▸ GESTELLTE AUFGABE A: Wer führt laut dem Seitenauszug zum Nationalfonds den Vorsitz im Kuratorium des Nationalfonds?

Nationalfonds der Republik Österreich für Opfer des Nationalsozialismus & Simon-Wiesenthal-Preis

Außerdem wird wegen der Funktion des Nationalratspräsidenten als Vorsitzender des Kuratoriums des Nationalfonds ausgeführt:

Der Nationalfonds ist u.a. zuständig für 

- Leistungen an Opfer des Nationalsozialismus.

- Er unterstützt die wissenschaftliche Erforschung des Nationalsozialismus und den Gedenkdienst (z.B. Yad Vashem).

- die Besorgung der administrativen Aufgaben des Fonds zur Instandsetzung der jüdischen Friedhöfe in Österreich.

- die Stiftung Auschwitz-Birkenau (Österreich-Pavillon),

- die Verleihung des Simon-Wiesenthal-Preises,

- Kunstrückgabe (Verwertung).

Aus einer Sammlung entnommene Daten
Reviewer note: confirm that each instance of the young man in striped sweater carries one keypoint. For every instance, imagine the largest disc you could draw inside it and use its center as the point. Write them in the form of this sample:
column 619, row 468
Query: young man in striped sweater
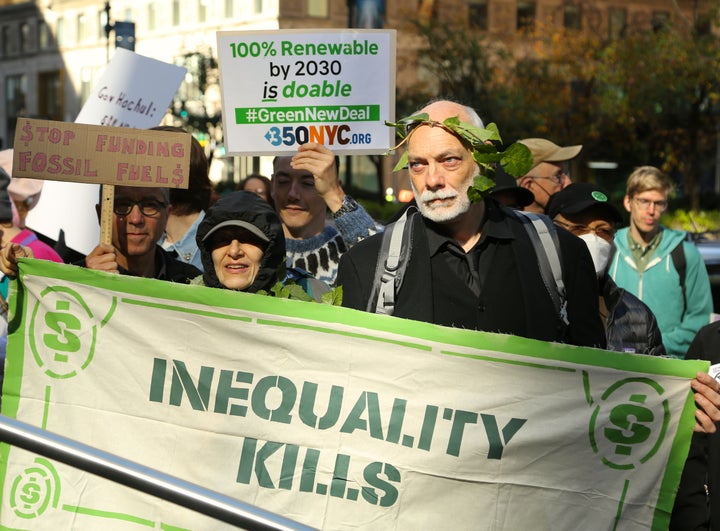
column 305, row 188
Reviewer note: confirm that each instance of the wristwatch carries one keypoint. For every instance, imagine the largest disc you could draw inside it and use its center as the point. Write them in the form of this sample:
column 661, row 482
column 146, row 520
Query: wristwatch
column 349, row 204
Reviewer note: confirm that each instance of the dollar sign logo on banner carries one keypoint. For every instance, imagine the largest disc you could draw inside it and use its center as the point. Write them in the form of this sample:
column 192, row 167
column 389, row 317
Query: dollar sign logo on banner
column 62, row 332
column 628, row 423
column 631, row 420
column 62, row 339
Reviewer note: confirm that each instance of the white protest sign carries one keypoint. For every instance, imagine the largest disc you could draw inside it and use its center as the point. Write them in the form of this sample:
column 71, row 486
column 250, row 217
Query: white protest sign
column 134, row 91
column 332, row 417
column 284, row 88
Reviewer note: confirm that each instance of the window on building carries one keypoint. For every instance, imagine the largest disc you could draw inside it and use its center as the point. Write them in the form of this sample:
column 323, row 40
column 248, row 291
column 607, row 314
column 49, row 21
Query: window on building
column 151, row 16
column 317, row 8
column 44, row 36
column 10, row 40
column 572, row 16
column 617, row 22
column 176, row 13
column 525, row 15
column 60, row 31
column 202, row 11
column 660, row 20
column 82, row 27
column 477, row 14
column 50, row 95
column 25, row 39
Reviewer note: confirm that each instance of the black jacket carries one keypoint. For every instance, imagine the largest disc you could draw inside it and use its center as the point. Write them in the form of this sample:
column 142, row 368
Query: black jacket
column 513, row 299
column 167, row 267
column 703, row 464
column 631, row 325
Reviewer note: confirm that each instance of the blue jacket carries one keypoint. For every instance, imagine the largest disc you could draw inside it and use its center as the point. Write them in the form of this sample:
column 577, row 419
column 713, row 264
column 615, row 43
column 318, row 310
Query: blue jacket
column 659, row 287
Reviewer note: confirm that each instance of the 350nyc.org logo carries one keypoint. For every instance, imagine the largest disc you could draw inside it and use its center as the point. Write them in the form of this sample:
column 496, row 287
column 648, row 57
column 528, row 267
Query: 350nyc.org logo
column 629, row 422
column 62, row 332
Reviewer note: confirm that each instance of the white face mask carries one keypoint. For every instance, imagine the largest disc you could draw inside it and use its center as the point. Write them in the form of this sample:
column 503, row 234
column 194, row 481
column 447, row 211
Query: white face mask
column 600, row 250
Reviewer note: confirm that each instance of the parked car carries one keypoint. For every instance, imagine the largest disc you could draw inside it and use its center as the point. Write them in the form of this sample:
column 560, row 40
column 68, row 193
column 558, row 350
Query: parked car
column 710, row 251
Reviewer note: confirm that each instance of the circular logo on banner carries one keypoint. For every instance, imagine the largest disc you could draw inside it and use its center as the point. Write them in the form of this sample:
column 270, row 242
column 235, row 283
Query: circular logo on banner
column 628, row 424
column 36, row 489
column 62, row 333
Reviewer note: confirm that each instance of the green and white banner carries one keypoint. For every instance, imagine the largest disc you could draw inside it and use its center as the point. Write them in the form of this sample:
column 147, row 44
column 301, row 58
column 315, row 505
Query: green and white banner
column 335, row 418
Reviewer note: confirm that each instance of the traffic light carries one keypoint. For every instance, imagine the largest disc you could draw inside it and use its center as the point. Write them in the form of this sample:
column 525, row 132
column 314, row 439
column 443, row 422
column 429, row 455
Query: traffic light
column 124, row 35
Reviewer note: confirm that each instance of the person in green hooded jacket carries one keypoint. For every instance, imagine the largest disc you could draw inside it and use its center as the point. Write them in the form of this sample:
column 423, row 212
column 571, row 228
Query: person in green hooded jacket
column 645, row 266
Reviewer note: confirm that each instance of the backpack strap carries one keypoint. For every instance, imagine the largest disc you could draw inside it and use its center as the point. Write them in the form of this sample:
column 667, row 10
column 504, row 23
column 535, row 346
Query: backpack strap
column 392, row 261
column 543, row 236
column 678, row 256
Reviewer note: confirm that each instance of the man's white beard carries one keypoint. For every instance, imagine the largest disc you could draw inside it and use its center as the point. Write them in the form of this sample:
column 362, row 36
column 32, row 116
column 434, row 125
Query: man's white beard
column 443, row 213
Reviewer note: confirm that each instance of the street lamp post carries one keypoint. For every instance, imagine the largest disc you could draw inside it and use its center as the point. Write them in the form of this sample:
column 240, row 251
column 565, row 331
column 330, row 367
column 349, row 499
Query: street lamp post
column 108, row 29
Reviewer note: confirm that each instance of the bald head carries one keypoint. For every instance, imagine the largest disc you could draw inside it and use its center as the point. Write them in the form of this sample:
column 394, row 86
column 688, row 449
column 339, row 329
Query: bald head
column 442, row 109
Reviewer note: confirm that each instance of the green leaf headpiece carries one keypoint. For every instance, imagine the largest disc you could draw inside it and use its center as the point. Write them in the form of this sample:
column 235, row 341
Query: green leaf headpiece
column 515, row 160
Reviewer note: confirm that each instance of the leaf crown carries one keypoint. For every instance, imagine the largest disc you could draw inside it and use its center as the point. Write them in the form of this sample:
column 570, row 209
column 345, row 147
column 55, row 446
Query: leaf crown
column 481, row 142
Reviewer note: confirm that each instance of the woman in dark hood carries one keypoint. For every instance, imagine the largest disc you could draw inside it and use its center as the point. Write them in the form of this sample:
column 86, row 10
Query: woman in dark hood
column 242, row 244
column 242, row 247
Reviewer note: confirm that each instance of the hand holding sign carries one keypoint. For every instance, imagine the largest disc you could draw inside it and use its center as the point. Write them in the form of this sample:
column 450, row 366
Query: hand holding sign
column 106, row 155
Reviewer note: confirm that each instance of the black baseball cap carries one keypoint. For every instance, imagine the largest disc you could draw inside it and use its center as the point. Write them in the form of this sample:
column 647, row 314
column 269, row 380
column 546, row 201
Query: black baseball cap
column 578, row 197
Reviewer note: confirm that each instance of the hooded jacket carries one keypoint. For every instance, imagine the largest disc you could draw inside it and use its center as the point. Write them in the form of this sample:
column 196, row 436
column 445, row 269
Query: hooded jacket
column 248, row 207
column 659, row 287
column 631, row 326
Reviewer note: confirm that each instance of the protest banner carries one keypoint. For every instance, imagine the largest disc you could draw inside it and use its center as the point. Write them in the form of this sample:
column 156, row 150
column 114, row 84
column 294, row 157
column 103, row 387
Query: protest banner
column 133, row 91
column 281, row 89
column 331, row 417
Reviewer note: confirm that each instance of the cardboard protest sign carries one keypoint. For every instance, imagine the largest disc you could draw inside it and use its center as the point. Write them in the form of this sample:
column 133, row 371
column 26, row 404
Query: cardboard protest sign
column 133, row 91
column 64, row 151
column 284, row 88
column 331, row 417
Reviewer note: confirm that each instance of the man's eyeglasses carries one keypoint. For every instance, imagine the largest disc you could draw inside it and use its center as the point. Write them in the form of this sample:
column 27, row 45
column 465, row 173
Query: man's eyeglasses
column 604, row 232
column 644, row 204
column 148, row 207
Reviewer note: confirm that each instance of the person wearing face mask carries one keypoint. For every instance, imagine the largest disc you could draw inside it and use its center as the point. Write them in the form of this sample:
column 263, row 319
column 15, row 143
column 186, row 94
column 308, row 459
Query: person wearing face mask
column 584, row 210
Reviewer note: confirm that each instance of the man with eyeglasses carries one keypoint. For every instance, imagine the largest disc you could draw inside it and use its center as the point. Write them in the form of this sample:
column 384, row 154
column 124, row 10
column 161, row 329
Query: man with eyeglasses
column 584, row 210
column 645, row 266
column 548, row 174
column 140, row 215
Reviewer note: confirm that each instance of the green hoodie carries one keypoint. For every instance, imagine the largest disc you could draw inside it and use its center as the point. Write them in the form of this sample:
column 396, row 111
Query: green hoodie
column 659, row 287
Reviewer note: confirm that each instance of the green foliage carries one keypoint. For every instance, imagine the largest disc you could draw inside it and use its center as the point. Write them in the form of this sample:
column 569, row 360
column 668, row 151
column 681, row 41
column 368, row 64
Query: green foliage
column 333, row 297
column 650, row 96
column 516, row 160
column 289, row 289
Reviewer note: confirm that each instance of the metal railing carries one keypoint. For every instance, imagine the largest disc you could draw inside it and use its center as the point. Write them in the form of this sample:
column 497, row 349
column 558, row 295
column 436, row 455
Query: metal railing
column 142, row 478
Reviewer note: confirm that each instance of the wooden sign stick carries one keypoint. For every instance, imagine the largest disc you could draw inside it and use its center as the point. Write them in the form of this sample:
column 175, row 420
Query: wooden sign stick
column 106, row 213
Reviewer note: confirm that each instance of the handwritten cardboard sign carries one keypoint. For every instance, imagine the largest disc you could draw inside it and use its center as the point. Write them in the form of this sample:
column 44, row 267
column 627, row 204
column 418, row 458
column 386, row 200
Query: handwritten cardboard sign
column 63, row 151
column 284, row 88
column 134, row 91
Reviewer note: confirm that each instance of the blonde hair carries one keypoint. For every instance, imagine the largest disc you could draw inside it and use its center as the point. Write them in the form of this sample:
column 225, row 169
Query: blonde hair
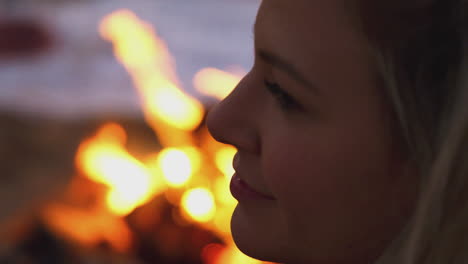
column 422, row 59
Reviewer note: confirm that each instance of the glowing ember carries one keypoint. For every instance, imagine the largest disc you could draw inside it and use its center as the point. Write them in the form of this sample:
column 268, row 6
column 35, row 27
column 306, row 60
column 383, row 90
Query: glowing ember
column 88, row 228
column 105, row 160
column 199, row 204
column 148, row 61
column 176, row 166
column 216, row 83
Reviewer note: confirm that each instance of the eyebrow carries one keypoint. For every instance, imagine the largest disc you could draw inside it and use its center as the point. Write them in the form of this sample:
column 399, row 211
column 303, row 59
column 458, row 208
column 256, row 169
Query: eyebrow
column 281, row 64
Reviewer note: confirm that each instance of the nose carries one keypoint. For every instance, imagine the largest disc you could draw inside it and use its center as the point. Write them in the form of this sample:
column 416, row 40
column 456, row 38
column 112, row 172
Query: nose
column 233, row 120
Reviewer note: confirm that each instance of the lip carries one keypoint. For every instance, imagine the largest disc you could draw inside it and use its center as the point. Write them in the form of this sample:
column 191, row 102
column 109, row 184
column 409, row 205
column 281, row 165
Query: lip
column 241, row 191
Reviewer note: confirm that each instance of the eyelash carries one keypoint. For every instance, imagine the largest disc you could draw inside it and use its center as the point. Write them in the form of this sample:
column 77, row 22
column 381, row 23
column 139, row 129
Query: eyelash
column 285, row 101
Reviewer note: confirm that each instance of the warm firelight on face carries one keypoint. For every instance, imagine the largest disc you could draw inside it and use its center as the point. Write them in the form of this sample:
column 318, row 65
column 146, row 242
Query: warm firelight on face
column 216, row 83
column 180, row 168
column 199, row 204
column 104, row 159
column 224, row 158
column 147, row 59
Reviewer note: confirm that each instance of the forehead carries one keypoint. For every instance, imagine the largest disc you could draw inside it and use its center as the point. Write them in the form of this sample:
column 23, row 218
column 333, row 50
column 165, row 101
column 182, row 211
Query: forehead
column 318, row 36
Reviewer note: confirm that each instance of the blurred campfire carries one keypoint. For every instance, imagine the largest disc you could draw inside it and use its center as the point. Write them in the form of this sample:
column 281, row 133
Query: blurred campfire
column 145, row 190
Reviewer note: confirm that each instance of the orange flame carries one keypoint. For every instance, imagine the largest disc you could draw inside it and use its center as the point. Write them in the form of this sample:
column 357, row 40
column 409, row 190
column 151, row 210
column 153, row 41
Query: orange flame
column 147, row 59
column 216, row 83
column 104, row 159
column 88, row 228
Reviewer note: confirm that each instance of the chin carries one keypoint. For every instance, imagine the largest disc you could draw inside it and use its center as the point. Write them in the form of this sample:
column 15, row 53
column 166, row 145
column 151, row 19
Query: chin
column 257, row 241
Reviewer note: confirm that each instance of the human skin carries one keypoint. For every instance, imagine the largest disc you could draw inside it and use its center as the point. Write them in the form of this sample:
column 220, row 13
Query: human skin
column 321, row 142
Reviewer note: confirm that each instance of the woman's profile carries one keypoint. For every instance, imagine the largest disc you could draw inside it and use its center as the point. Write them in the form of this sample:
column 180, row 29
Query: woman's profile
column 352, row 133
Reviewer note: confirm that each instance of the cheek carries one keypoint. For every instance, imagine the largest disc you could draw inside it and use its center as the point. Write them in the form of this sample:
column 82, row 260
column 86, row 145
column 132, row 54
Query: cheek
column 327, row 187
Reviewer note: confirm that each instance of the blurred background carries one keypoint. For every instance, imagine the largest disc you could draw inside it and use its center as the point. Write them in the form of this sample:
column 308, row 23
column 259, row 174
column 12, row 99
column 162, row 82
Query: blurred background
column 105, row 157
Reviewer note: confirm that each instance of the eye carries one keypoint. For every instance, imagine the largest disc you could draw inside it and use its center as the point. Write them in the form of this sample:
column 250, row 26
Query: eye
column 285, row 101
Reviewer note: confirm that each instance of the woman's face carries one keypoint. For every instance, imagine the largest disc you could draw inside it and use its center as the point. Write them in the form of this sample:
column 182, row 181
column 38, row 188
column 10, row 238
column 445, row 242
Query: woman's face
column 313, row 133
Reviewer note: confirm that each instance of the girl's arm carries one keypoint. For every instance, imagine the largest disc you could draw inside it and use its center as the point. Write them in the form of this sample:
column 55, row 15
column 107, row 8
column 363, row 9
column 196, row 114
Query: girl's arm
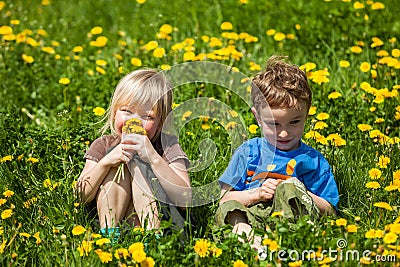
column 93, row 173
column 173, row 178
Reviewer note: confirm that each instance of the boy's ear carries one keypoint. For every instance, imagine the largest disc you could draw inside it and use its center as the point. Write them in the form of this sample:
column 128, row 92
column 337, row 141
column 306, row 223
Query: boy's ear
column 253, row 109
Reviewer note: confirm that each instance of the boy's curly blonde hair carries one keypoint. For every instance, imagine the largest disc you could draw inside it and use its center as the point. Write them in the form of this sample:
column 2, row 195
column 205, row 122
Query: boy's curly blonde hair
column 280, row 85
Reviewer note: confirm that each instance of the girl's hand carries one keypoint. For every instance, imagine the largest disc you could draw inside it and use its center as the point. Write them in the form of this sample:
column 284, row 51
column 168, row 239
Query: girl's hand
column 139, row 144
column 267, row 189
column 122, row 153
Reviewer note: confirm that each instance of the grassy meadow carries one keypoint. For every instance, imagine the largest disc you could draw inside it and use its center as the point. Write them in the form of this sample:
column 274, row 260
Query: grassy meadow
column 61, row 60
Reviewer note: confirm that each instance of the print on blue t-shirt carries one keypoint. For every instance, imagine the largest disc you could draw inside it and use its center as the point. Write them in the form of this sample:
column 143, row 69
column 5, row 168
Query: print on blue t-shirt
column 256, row 160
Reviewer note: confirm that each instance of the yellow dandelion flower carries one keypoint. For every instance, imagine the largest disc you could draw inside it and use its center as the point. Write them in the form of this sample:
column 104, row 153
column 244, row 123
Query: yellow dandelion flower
column 308, row 66
column 376, row 42
column 396, row 175
column 85, row 248
column 322, row 116
column 159, row 52
column 28, row 59
column 396, row 52
column 138, row 256
column 216, row 252
column 64, row 81
column 189, row 56
column 138, row 246
column 375, row 173
column 356, row 49
column 104, row 256
column 230, row 125
column 279, row 36
column 32, row 160
column 358, row 5
column 334, row 95
column 270, row 32
column 276, row 214
column 341, row 222
column 319, row 125
column 6, row 214
column 202, row 247
column 78, row 230
column 121, row 253
column 364, row 127
column 351, row 228
column 136, row 62
column 370, row 234
column 205, row 126
column 148, row 262
column 165, row 67
column 373, row 185
column 377, row 5
column 37, row 237
column 226, row 26
column 382, row 53
column 383, row 205
column 96, row 30
column 390, row 238
column 166, row 28
column 186, row 115
column 99, row 111
column 365, row 67
column 239, row 263
column 253, row 128
column 273, row 246
column 23, row 234
column 8, row 193
column 383, row 161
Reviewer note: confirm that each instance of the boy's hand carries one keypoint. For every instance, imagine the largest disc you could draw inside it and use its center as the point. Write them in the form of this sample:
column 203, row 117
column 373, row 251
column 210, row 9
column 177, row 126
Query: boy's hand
column 267, row 189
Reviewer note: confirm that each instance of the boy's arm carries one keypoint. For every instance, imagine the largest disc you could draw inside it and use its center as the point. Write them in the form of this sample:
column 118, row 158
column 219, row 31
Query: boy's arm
column 324, row 206
column 252, row 196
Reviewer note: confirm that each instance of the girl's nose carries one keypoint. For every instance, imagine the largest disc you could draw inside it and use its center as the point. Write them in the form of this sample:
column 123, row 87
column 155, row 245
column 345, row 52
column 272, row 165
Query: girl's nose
column 283, row 133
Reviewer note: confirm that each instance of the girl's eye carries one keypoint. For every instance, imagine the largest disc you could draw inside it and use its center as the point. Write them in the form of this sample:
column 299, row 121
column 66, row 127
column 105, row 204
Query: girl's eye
column 126, row 110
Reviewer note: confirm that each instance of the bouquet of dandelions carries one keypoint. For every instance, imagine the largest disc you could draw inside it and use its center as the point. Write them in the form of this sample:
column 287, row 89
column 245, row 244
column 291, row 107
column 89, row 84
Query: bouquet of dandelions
column 131, row 126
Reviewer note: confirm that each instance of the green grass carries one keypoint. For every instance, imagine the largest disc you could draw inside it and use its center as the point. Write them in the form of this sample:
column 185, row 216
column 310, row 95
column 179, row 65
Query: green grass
column 55, row 123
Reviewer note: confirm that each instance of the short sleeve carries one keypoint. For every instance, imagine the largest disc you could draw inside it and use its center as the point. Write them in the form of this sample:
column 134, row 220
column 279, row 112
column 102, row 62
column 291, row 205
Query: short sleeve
column 234, row 173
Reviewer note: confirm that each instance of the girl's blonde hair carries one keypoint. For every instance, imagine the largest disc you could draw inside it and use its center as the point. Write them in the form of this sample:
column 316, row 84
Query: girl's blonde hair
column 140, row 87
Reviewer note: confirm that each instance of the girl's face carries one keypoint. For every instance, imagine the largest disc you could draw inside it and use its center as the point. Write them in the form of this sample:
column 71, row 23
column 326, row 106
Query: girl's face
column 148, row 117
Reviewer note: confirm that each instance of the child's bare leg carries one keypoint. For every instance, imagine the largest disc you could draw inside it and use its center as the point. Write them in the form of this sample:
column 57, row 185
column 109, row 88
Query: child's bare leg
column 113, row 206
column 143, row 200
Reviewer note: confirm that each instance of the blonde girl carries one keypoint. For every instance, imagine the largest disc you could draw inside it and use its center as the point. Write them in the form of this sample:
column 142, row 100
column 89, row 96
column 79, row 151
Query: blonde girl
column 147, row 95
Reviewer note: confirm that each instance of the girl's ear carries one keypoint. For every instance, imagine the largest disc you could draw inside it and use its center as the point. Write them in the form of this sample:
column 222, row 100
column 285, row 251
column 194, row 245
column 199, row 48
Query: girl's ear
column 253, row 109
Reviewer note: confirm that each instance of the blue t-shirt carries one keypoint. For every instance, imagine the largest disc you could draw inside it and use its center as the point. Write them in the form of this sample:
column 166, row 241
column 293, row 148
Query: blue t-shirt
column 256, row 158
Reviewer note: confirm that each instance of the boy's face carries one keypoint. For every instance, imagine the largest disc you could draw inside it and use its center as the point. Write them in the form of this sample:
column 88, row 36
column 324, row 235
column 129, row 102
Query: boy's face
column 283, row 127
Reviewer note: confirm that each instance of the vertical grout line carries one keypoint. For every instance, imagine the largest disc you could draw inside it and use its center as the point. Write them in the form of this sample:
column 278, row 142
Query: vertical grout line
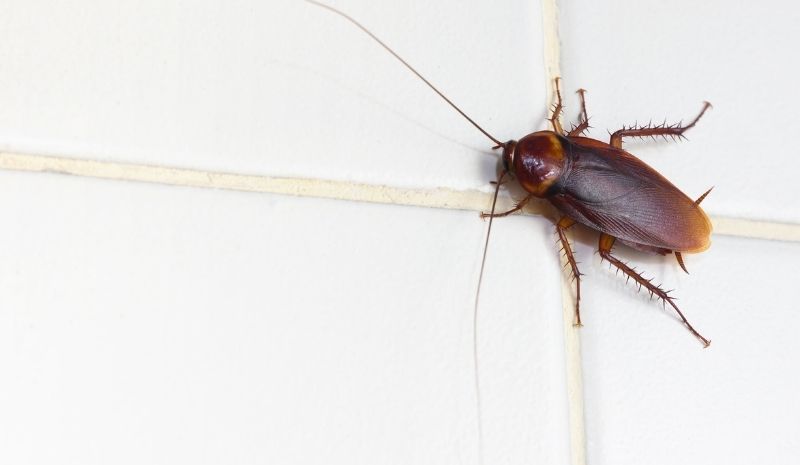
column 572, row 342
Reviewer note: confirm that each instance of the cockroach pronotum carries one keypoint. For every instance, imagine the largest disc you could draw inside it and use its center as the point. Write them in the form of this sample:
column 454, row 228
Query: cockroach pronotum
column 599, row 185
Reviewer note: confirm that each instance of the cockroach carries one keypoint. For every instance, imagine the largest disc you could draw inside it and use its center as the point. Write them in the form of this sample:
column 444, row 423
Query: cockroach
column 599, row 185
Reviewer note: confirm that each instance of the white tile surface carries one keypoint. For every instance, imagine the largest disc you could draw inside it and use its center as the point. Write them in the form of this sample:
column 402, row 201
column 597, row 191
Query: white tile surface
column 653, row 395
column 656, row 60
column 153, row 324
column 279, row 87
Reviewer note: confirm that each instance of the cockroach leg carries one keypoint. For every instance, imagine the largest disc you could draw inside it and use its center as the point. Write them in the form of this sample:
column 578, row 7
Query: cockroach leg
column 519, row 206
column 606, row 243
column 557, row 110
column 561, row 227
column 679, row 257
column 702, row 197
column 583, row 124
column 663, row 130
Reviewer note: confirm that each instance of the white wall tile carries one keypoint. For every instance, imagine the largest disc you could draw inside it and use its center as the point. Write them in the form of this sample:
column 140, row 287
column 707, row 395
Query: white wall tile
column 279, row 87
column 654, row 395
column 144, row 323
column 656, row 60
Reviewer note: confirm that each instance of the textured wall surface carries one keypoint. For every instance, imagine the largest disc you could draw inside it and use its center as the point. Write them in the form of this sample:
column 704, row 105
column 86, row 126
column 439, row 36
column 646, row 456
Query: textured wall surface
column 148, row 323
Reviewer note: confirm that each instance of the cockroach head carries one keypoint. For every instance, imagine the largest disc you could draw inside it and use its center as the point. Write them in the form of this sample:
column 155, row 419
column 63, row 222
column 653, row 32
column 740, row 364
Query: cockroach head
column 508, row 156
column 538, row 161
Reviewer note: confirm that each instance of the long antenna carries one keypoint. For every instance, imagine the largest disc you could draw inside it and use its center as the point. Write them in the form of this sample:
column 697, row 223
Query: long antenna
column 376, row 39
column 475, row 320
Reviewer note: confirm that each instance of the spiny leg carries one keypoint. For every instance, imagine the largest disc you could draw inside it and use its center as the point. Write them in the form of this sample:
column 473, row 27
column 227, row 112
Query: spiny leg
column 675, row 130
column 519, row 206
column 679, row 257
column 606, row 243
column 561, row 227
column 557, row 110
column 583, row 123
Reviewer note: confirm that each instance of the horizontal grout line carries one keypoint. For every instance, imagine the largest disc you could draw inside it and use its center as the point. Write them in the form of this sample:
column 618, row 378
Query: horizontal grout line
column 328, row 189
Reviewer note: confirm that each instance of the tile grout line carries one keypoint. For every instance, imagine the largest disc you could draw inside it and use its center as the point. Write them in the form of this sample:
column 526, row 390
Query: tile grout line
column 451, row 199
column 572, row 341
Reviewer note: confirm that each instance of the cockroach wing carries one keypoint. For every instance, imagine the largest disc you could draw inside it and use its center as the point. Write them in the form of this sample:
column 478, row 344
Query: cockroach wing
column 614, row 192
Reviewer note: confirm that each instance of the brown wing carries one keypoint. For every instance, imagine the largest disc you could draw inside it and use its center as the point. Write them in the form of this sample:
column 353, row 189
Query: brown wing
column 612, row 191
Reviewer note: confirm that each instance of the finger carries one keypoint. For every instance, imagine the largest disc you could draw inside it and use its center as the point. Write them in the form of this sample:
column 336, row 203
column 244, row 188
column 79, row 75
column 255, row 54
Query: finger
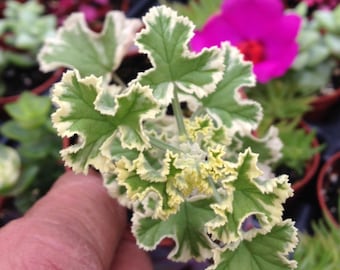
column 75, row 226
column 129, row 256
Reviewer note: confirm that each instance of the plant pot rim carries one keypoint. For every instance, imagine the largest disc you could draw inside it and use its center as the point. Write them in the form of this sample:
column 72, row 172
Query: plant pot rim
column 37, row 90
column 312, row 165
column 320, row 187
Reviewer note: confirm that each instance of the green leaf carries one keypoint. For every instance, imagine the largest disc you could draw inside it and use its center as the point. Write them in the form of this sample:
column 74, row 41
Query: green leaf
column 251, row 196
column 77, row 46
column 263, row 252
column 186, row 228
column 84, row 111
column 225, row 103
column 10, row 166
column 165, row 40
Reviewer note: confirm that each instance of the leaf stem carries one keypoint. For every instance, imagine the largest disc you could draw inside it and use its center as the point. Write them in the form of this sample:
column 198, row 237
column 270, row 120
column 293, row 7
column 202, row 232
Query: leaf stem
column 162, row 145
column 176, row 107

▸ GESTELLTE AUFGABE B: Bitte schreib aus den Datenzeilen die Zeilen unverändert ab, beginnend mit der Zeile mit "Reviewer note: confirm that each instance of the leaf crown" bis einschließlich der Zeile mit "column 106, row 155".

▸ VOLLSTÄNDIGE ANTWORT A: Der Nationalratspräsident.

▸ VOLLSTÄNDIGE ANTWORT B:
Reviewer note: confirm that each instance of the leaf crown carries one keypoint. For every instance, imagine the largest disc you could draw inside it and use its center as the point. Write them in the form of this sample:
column 570, row 209
column 345, row 147
column 55, row 446
Query: leaf crown
column 481, row 142
Reviewer note: confirm that each instance of the woman in dark hood carries one keypoint. For every instance, imagine the largest disc you could draw inside it and use its center as the point. Write them in the form of this sample:
column 86, row 10
Query: woman in dark hood
column 242, row 244
column 242, row 247
Reviewer note: confirm that each instance of the hand holding sign carries one keypoint. For every instance, imagine the largest disc you could draw inside it and use its center as the point. Write them in the form of this sample:
column 450, row 366
Query: hand holding sign
column 106, row 155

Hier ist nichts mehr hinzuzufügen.